TASK DESCRIPTION:
Please answer from the transcript below: how many round trips does committing to updates take in the Lightning network today?

SELECTED EXTRACT:

I believe it all works. And so you have this kind of different flavors. I think I’ve been implementing the Eltoo, the LN-Symmetry version of it. And I’ve proven out and written a spec for it. So I think ANYPREVOUT fits pretty much any of these buckets and a lot of these same tricks that we’ve developed for LN-Symmetry can be reapplied. So for example, reducing the state machine for committing to updates. In Lightning network today it’s one and a half round trips. And it’s actually asymmetrical in updates too. So you’re sending each other updates all the time, and eventually you converge if you stop proposing updates. But there’s a possibility that it just continues to diverge. And from a spec perspective and a reasoning perspective, it’s really tough to think about, I think. My work on LN-Symmetry has been much simpler to think about. There’s exactly one set of state and the same would be with DARIC and Anthony Towns version 2. There is some asymmetric state, but you don’t have to do asymmetric updates if that makes sense.

Murch: 00:25:07

Right. I think.

Greg: 00:25:08

You take a leader, they propose updates and you rotate.

Murch: 00:25:11

The gist of AJ’s thing was that the payout for the commitment transaction is bigger than the input. So when you go for closing it, you have to provide more funds in order to have sufficient funds to create the outputs, and that’s asymmetric. So the closer has to pay more.

Greg: 00:25:30

Since the state’s asymmetrical, you can also just reduce the amount of output. So the cheat path decrements the cheaters amount by as many Satoshis as you want. Of course, you have to agree on this amount. It could be an interesting threading the needle situation where people want a little bit of penalty but not a lot, because I know a number of people with big money that don’t wanna put big money in a Lightning channel because it’s just super scary. Like an honest mistake can be 100% loss. It’s really scary.

Jonas: 00:26:03

ANYPREVOUT isn’t the first proposal to make Eltoo happen. So it started with SIGHASH_NOINPUT. Yes. And that seemed to be.

Greg: 00:26:13

Yes, there’s SIGHASH_NOINPUT. That was Christian Decker.

BIP118 - SIGHASH_ANYPREVOUT

Greg: 00:26:17

Was it a full BIP?

Jonas: 00:26:18

I think AJ was running with that.

Greg: 00:26:20

So AJ also did his own ANYPREVOUT, and then it was separate, and then they combined. So at some point, they combined the concepts. And this is BIP 118, which hasn’t changed in a while. Seems pretty static. Well, the text has changed. The actual format hasn’t. And it’s built on Taproot.

Murch: 00:26:39

And it’s very comprehensively described on <anyprevout.xyz>.

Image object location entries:
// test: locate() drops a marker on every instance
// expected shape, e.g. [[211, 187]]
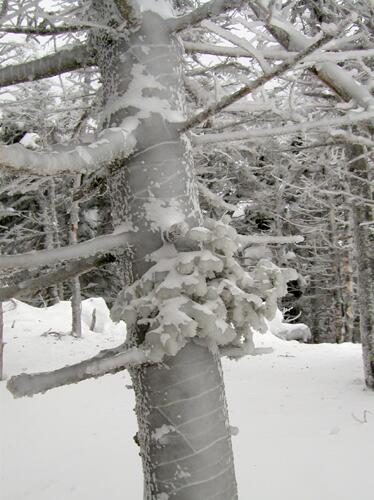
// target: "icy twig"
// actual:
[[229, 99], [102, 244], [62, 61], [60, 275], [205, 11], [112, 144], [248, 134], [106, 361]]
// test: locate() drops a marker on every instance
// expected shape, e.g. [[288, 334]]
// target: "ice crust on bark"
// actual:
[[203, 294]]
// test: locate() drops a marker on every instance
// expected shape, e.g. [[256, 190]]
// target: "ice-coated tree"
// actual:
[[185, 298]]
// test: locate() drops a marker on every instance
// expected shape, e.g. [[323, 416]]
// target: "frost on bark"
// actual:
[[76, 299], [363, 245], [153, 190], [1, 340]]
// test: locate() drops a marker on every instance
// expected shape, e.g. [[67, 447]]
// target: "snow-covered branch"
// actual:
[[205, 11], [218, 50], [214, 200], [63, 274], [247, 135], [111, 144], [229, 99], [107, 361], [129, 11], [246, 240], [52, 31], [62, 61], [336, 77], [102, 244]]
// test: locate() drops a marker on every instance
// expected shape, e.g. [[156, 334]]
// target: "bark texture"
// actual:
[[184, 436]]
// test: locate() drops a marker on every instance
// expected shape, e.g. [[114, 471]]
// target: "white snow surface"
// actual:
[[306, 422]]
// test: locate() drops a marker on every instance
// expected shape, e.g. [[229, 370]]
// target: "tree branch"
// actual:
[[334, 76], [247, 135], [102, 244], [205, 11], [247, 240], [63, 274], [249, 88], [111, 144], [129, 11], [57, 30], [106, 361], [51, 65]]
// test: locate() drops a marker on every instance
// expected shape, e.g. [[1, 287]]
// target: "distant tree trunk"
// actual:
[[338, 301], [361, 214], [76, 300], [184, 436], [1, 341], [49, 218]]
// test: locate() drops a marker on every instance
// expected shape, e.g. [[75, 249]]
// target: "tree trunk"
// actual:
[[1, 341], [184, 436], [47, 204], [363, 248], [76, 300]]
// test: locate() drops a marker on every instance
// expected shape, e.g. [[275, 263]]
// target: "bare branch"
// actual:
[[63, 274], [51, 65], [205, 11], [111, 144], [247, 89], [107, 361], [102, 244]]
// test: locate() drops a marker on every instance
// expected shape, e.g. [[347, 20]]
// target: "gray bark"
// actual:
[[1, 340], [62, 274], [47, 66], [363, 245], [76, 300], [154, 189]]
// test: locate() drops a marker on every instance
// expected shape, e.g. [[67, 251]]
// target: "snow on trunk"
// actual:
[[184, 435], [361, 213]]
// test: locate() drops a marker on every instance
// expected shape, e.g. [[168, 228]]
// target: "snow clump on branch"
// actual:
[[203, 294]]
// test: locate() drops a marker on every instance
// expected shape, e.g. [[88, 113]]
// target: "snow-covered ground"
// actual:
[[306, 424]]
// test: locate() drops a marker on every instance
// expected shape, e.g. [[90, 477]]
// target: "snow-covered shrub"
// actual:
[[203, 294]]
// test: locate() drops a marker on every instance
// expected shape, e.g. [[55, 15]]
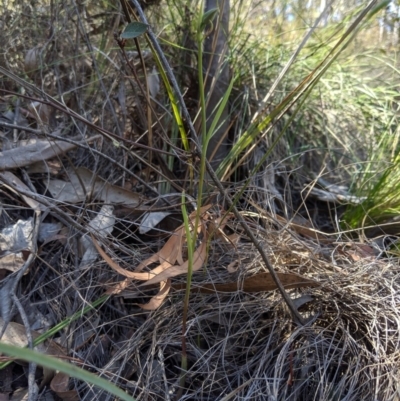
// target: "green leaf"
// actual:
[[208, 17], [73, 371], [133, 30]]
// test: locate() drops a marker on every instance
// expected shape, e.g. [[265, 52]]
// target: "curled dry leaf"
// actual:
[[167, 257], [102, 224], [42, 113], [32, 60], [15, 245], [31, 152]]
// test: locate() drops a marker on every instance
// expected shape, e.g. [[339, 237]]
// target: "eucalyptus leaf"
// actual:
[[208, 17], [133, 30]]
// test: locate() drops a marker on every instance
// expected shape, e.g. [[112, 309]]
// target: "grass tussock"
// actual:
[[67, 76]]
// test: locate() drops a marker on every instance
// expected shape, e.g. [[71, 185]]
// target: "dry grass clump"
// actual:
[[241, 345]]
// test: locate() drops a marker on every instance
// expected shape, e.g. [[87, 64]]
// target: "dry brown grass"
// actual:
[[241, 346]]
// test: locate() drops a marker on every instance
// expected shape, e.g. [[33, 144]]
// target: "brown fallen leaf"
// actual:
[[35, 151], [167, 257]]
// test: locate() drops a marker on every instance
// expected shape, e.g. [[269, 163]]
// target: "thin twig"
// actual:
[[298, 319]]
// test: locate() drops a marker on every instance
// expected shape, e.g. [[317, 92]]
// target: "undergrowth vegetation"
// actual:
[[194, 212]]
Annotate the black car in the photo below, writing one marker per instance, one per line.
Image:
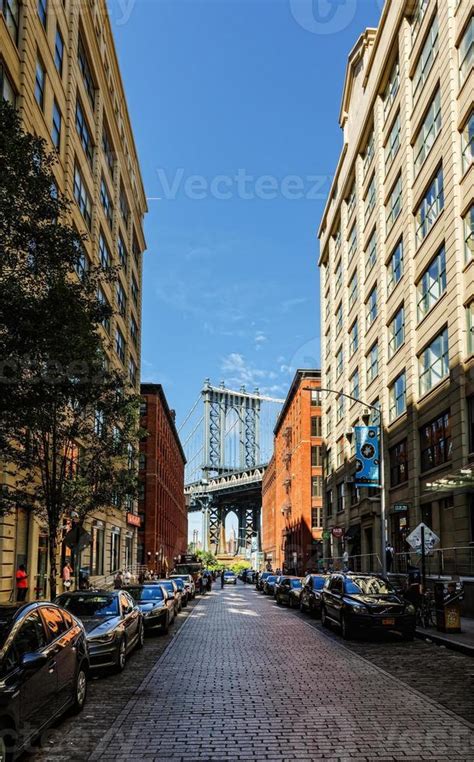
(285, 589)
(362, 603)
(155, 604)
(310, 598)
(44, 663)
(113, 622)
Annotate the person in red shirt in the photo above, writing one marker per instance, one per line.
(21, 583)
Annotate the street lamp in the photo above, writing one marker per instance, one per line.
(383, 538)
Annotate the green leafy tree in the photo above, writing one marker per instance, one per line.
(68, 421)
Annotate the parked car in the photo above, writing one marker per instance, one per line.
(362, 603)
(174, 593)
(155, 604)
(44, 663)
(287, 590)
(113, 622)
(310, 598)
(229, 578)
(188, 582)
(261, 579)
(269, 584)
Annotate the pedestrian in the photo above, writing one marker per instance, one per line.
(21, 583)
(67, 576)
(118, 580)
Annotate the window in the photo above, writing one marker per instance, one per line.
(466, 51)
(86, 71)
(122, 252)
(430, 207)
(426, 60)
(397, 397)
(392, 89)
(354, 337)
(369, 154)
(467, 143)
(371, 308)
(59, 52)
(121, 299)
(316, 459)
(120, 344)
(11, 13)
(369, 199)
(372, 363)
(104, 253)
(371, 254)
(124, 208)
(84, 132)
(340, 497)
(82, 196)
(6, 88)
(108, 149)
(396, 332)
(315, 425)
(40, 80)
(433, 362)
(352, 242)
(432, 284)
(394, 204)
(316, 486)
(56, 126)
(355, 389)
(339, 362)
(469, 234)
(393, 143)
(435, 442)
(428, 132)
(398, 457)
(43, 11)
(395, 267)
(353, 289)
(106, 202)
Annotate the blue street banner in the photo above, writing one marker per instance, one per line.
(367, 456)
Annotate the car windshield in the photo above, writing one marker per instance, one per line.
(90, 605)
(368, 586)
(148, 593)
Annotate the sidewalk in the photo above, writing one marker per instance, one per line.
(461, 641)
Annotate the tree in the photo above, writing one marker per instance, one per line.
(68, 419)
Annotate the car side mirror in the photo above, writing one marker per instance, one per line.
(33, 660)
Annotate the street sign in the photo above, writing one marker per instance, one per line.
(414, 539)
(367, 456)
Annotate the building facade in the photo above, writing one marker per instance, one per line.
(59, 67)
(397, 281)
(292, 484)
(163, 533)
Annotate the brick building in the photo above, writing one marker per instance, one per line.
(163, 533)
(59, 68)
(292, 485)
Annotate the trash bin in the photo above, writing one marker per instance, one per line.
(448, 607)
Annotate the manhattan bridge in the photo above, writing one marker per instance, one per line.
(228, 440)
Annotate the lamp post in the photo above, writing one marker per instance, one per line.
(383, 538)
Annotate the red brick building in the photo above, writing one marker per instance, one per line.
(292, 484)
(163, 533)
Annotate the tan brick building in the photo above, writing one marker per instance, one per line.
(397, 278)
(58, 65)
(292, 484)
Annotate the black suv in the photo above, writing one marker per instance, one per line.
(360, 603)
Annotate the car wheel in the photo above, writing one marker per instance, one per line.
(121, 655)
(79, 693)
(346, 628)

FINAL ANSWER:
One and a half round trips.